# Aim of the exercise:
Print each item below word for word, leaving out the pictures.
── Data in this exercise
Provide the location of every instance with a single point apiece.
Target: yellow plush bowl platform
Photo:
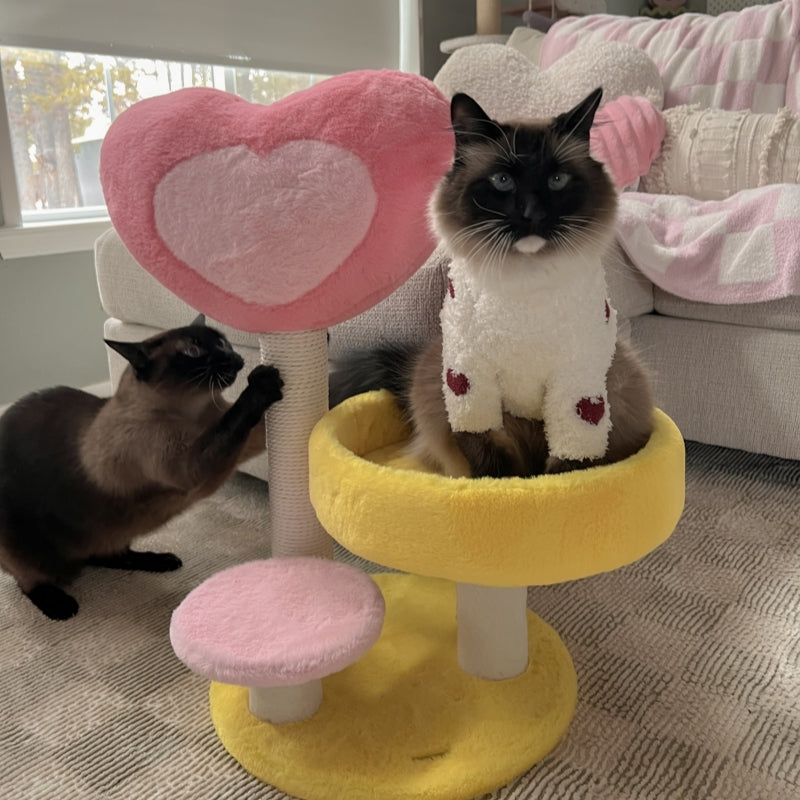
(387, 508)
(405, 722)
────
# Solution:
Provide the location of every instance with a single point apiece.
Target: yellow plush bowl platform
Photo:
(387, 508)
(405, 722)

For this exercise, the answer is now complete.